▶ Texte extrait
++++
(Organisation sociale,
organisme et autonomie individuelle)
Les partisans des régimes
autoritaires se plaisent à opposer Organisation et Liberté. « Pas
d'organisation, disent-ils, qui n'oblige l'homme à renoncer à une part de sa
liberté, y eût-il même adhéré de son plein gré, eût-il collaboré à
l'établissement des statuts. Comme, d'autre part, une société inorganisée n'est
plus concevable dans notre état de civilisation, une communauté libertaire
n'est pas viable. » La croyance à cette incompatibilité vient : d'abord, de ce
que la plupart des organisations auxquelles l'homme a été incorporé n'étaient
pas la résultante de son initiative, qu'elles lui étaient imposées par la force
ou la tradition ; ensuite, du fait que la conception que l'on a de la liberté
est souvent erronée ; enfin, de ce que l'on a coutume d'assimiler abusivement
la société organisée à l'organisme vivant.
Les membres d'une
association ayant un but nettement défini, reconnu utile par chacun d'eux,
aliènent-ils leur liberté du fait qu'ils s'engagent par contrat à mettre leur
force et leur volonté au service de l'objectif poursuivi, dans la mesure et pendant
le temps nécessaire pour l'atteindre ? Le sociologue Tarde se prononçait pour
l'affirmative : « Au moment où l'on me dit que ma propre volonté m'oblige,
cette volonté n'est plus : elle m'est devenue étrangère, en sorte que c'est
exactement comme si je recevais un ordre d'autrui ».
Raisonner ainsi, revendiquer
le droit à l'inconstance, c'est méconnaître l'essence de la nature humaine. La
loi de Lenz-Le Chatelier vaut pour le monde vivant comme pour le monde de la
matière : une modification dans le milieu extérieur produit dans l'être vivant
par réaction à ce facteur anormal « une adaptation fonctionnelle tendant à
supprimer l'action qui trouble le système et qui devra disparaître, le milieu
redevenant normal ». Vivre, c'est assurer la constance de son être. L'être
subit cependant de continuelles variations ; mais, à partir de l'état adulte,
et pour une longue période, les changements physiques, adaptation à des écarts
passagers de l'ambiance, sont de faible amplitude. Si nous sommes tentés de
supposer qu'il en est autrement en ce qui concerne le comportement psychique,
c'est que nous cédons, à notre insu, à un vieux préjugé spiritualiste : l'âme
distincte du corps, n'obéirait pas aux mêmes lois que le monde naturel ; la
grandeur et le sens de ses variations seraient indéterminés.
En réalité, il n'en est rien
; nous restons normalement les mêmes au cours de notre existence d'hommes
faits, et c'est cette constance qui est le fondement de notre personnalité.
++++
▶ Données fournies

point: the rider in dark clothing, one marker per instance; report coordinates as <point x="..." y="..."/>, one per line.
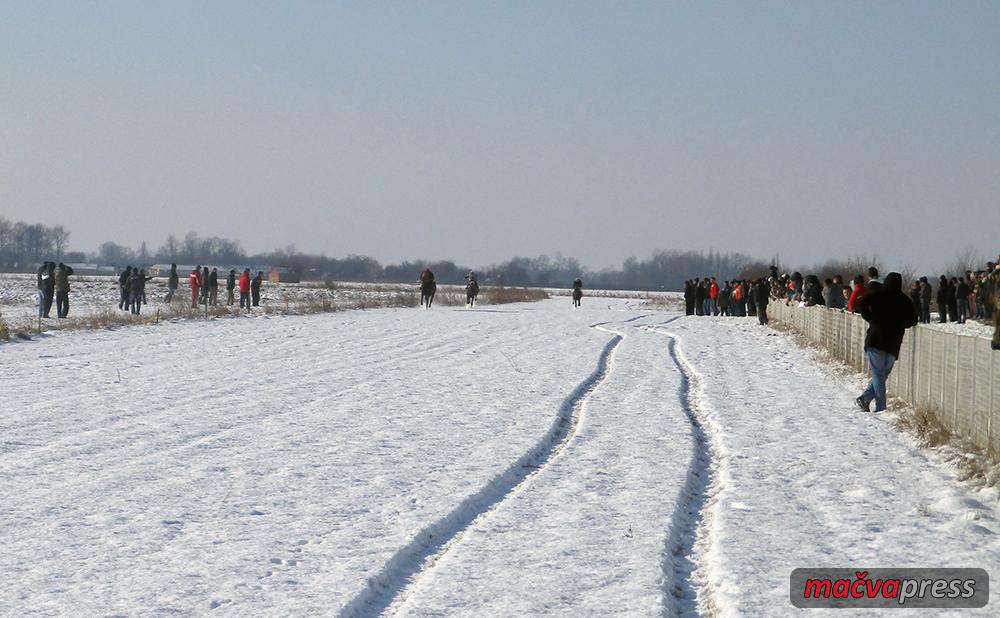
<point x="889" y="313"/>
++++
▶ Objectif 1
Pour chacune des affirmations (a), (b) et (c), indiquez si elle concorde avec le texte, en répondant par oui ou par non et en citant les mots du texte qui tranchent. (a) Le sociologue Tarde jugeait que les membres d'une association engagés par contrat aliènent leur liberté. (b) À partir de l'état adulte, les changements physiques de l'être sont de grande amplitude. (c) La constance de l'être est le fondement de notre personnalité.
▶ Objectif 2
Reproduisez, s'il vous plaît, tout le passage du texte qui va de « En réalité, il » jusqu'à « de notre personnalité. » inclus.

▶ Solution 1
(a) Oui : « Le sociologue Tarde se prononçait pour l'affirmative »
(b) Non : « les changements physiques, adaptation à des écarts passagers de l'ambiance, sont de faible amplitude »
(c) Oui : « c'est cette constance qui est le fondement de notre personnalité »

▶ Solution 2
En réalité, il n'en est rien
; nous restons normalement les mêmes au cours de notre existence d'hommes
faits, et c'est cette constance qui est le fondement de notre personnalité.